■ **Tasks to carry out**
A) According to the news report on the Montana brain-research bond initiative, how much did Montanans for Fiscal Responsibility have in the bank before the National Education Association's contributions?
B) Carry on the news report on the Montana brain-research bond initiative from the point where it stops.

*** Source document

HELENA, Mont. (AP) — The National Education Association is spending $528,000 to defeat a Montana ballot initiative that would authorize the state to issue $200 million in bonds over the next decade for research into brain injuries and illnesses.

The Oct. 5 and Oct. 19 contributions to the anti-Initiative 181 ballot committee Montanans for Fiscal Responsibility allows the committee to buy television and radio ads, and send mail to voters urging them to reject the measure. The ballot committee had only $600 in the bank prior to the national group’s infusion of cash.

The ballot measure would authorize state bonds amounting to $20 million a year for 10 years to fund research grants that promote therapies and cures for brain diseases, brain injuries and mental illnesses. The Legislature would approve the bonds and a new non-legislative panel called the Montana Biomedical Research Authority would award the grants.

“It’s meant to be a game changer,” said MEA-MFT president Eric Feaver, the head of the state’s largest labor union and the man who solicited the NEA donation. “I hope it’s not too late to bring people’s attention to the various serious problems (the initiative) raises.”

Opponents such as Feaver said going into that much debt for a research measure could jeopardize future funding for certain state government programs, such as a much-needed capital infrastructure bill.

“Here we have a ballot initiative that could suck all the air out completely,” Feaver said. “I don’t want to see any more obstacles to a major infrastructure bill. Consequently, that’s why we’re opposed.”

Randy Gray, who leads Montanans for Research and Cures, the ballot committee promoting I-181, acknowledged that his group doesn’t have the resources to match the opposing group’s spending. The group had $3,992 left in the bank, according to campaign finance reports released this week.

“That’s just astonishing,” Gray said. “Five hundred thousand dollars at the last minute hopefully doesn’t buy an election in Montana.”

******
*** Dataset

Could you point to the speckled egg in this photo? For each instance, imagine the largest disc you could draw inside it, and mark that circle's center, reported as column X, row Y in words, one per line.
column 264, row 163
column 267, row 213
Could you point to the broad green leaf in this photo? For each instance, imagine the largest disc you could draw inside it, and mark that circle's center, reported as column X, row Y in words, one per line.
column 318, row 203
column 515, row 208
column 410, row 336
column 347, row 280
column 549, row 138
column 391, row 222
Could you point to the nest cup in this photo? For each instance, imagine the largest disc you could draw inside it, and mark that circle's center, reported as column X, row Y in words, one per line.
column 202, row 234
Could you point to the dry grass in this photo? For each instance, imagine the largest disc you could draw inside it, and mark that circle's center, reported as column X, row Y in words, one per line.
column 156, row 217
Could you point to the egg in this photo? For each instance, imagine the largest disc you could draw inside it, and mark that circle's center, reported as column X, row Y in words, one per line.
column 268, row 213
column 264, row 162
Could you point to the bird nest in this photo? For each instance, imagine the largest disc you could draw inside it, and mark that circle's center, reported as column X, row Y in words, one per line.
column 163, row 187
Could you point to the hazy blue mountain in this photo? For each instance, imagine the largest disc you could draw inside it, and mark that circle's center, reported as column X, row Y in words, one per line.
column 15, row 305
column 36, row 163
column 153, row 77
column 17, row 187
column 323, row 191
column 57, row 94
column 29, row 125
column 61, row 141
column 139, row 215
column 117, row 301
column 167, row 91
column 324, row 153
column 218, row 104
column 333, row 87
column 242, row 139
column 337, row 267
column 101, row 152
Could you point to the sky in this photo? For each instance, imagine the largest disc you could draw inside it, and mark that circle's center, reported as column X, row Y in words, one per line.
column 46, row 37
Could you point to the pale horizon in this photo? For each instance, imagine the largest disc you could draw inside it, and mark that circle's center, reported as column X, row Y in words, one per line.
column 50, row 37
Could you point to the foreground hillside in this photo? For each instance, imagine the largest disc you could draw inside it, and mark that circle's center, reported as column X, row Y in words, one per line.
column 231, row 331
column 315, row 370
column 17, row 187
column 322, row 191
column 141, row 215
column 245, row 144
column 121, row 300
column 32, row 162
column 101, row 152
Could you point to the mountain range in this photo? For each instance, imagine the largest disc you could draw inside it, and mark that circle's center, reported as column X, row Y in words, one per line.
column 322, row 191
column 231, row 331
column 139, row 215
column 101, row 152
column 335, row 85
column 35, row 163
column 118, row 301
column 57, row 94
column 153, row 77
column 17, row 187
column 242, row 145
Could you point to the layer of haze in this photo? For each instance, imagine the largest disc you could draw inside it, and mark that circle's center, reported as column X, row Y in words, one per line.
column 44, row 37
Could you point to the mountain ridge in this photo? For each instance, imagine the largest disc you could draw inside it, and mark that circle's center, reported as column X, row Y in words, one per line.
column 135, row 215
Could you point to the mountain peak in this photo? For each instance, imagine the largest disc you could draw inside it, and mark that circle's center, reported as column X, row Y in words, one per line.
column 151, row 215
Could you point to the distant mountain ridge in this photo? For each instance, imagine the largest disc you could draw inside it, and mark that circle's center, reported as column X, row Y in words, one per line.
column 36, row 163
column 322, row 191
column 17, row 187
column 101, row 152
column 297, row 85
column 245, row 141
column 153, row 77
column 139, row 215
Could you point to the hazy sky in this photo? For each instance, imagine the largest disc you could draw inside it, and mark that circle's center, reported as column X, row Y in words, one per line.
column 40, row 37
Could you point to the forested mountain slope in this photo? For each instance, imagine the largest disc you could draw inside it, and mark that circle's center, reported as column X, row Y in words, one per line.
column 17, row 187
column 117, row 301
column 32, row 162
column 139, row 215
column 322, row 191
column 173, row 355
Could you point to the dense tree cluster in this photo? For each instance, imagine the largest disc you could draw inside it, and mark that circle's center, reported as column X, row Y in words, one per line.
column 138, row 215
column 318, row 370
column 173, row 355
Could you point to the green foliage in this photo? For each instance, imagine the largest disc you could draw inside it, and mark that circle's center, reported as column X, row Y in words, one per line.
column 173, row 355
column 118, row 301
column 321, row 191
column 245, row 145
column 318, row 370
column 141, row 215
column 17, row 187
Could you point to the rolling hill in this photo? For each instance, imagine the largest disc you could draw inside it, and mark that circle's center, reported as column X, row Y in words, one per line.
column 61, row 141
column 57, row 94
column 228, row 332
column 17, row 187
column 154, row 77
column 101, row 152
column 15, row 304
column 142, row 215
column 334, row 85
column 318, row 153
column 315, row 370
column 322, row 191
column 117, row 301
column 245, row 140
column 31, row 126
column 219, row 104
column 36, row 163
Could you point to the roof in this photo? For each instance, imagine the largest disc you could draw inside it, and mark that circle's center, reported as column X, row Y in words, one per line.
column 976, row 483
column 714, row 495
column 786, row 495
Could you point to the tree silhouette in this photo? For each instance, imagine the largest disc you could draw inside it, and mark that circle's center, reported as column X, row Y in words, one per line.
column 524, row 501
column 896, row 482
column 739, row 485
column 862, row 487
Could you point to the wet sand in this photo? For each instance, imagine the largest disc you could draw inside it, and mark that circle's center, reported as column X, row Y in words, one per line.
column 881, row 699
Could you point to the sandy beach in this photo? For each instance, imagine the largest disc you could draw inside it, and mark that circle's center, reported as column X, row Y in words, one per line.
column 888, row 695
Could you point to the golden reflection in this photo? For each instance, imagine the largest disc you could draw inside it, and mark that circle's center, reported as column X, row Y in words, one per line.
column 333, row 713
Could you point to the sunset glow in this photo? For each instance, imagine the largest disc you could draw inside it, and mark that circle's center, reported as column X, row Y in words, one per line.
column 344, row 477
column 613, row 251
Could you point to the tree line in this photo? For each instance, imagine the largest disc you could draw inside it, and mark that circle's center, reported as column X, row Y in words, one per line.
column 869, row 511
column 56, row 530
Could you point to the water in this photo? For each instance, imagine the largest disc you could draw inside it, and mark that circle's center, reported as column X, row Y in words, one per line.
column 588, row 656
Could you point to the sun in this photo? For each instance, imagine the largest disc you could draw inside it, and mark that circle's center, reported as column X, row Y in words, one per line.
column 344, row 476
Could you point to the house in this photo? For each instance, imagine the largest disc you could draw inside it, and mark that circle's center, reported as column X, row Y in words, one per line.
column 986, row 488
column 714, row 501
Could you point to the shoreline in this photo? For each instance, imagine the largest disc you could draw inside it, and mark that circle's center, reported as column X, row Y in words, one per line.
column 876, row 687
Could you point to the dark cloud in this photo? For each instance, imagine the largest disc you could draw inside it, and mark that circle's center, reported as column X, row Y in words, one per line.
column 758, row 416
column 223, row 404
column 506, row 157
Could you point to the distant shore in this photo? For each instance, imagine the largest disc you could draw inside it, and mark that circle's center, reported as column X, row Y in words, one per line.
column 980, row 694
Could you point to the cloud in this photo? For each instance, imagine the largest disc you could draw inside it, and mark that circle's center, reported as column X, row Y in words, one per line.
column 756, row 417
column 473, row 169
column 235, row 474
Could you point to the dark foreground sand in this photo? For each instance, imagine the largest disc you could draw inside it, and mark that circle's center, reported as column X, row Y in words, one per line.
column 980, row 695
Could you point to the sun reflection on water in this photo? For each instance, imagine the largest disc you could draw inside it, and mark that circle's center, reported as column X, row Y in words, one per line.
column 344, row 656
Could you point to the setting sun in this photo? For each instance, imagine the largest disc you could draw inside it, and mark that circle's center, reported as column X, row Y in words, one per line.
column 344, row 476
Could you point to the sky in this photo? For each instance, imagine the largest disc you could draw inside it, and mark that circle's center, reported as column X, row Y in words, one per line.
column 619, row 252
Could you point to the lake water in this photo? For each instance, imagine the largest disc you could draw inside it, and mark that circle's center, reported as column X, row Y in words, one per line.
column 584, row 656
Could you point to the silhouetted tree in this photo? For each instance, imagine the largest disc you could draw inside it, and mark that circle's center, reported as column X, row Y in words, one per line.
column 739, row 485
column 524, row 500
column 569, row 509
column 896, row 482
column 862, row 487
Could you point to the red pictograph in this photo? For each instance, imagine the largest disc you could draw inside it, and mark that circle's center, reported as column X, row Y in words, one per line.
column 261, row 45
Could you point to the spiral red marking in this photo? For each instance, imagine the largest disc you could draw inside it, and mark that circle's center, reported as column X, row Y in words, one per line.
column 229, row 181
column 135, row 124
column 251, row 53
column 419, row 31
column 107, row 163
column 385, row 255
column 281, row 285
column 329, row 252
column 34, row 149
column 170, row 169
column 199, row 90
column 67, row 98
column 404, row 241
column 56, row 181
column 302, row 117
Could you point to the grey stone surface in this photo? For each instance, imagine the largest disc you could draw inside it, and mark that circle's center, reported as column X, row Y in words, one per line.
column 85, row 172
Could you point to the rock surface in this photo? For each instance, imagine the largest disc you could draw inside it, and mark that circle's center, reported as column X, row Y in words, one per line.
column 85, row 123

******

■ **Answer set**
A) $600

B)
Gray and supporters of the measure say Montana’s aging population makes finding cures for diseases such as Alzheimer’s and Parkinson’s especially important to residents here, and the state has scientists already working in those areas.

“All this does is increases and stabilizes funding for those scientists already here,” Gray said.

NEA officials did not return queries for comment. The national organization has also made contributions to the state’s Democratic statewide candidates and Republican Attorney General Tim Fox, along with Supreme Court candidates Dirk Sandefur, Mike McGrath and Jim Shea.

Democratic state Sen. Dick Barrett of Missoula, who is the treasurer of Montanans for Fiscal Responsibility, said there are more reasons to oppose the measure than simply the $200 million in bonds. There would be no checks on how the money is spent and the taxpayers wouldn’t be repaid if the research results in any kind of income-producing treatments, he said.

Feaver added that the measure, if it passes, would set a bad precedent for appropriating state money through the voter initiative process.

Gray said those concerns are misplaced and that both infrastructure and brain research can be funded.

“This is a false choice that the opponents are trying to convey to the people of Montana, that they can only do one or the other,” he said.